Marian Hannah Winter (1910 – 15 December 1981) was an American dance historian. She has been called one of "the [two] foremost names in American dance history."

In the 1940s, dance historian Lincoln Kirstein solicited Winter to write for Dance Index, a magazine he headed. In contrast to Kirstein's analytical or polemical approach to history, Winter was more of an archivist.

One of Winter's most influential works is "Juba and American Minstrelsy", published in 1947. The article sketches the life of Master Juba, a black American dancer active in the mid-19th century. Winter argues that Juba introduced African elements to American dance forms and, in the process, created a new, distinctly American style. The article thus attempts to "[re-appropriate] for black culture what is otherwise generally seen as racist theft."

- Supplied material
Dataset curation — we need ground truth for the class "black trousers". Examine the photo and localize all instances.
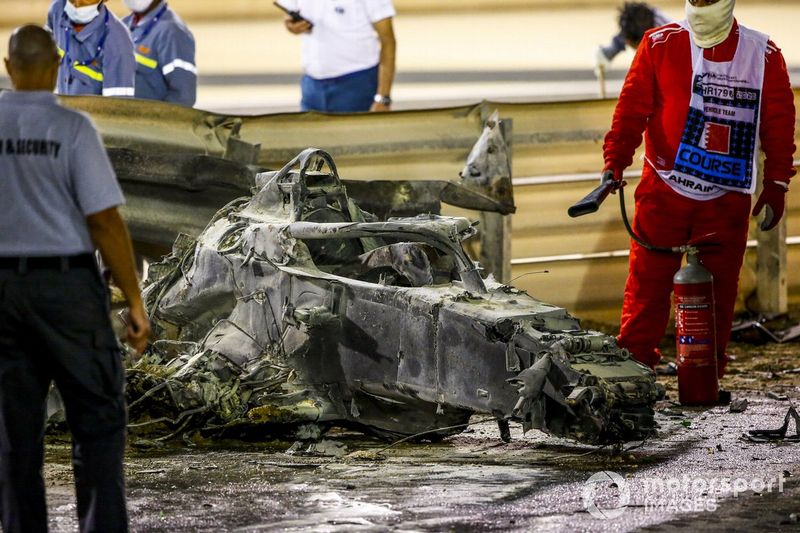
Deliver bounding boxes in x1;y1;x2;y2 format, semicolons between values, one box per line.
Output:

- Problems
1 - Rewrite the paragraph of the passage on Marian Hannah Winter beginning "One of Winter's most influential works" as a short bulleted list that keeps its main facts.
2 - Supply a continuation of the passage on Marian Hannah Winter, starting after its final sentence.

- Task-by-task answers
1 -
- "Juba and American Minstrelsy," published in 1947, is among Winter's most influential works.
- It sketches the life of Master Juba, a black American dancer active in the mid-19th century.
- Winter argues that Juba brought African elements into American dance and created a new, distinctly American style.
- The article thus tries to reclaim for black culture what is usually seen as racist theft.

2 -
Winter moved to France in her later years. There, she published The Theater of the Marvels in both English- and French-language editions. She died in Paris.

Notes

References
 Johnson, Stephen (1999). "Past the Documents, to the Dance: The Witness to Juba in 1848", on The Juba Project. Originally published in The Performance Text. Legal Press. Online version accessed March 28, 2008.
Kisselgoff, Anna (February 2, 1986). "Dance View; Dance History Is Mostly a European Affair", The New York Times. Accessed March 28, 2008.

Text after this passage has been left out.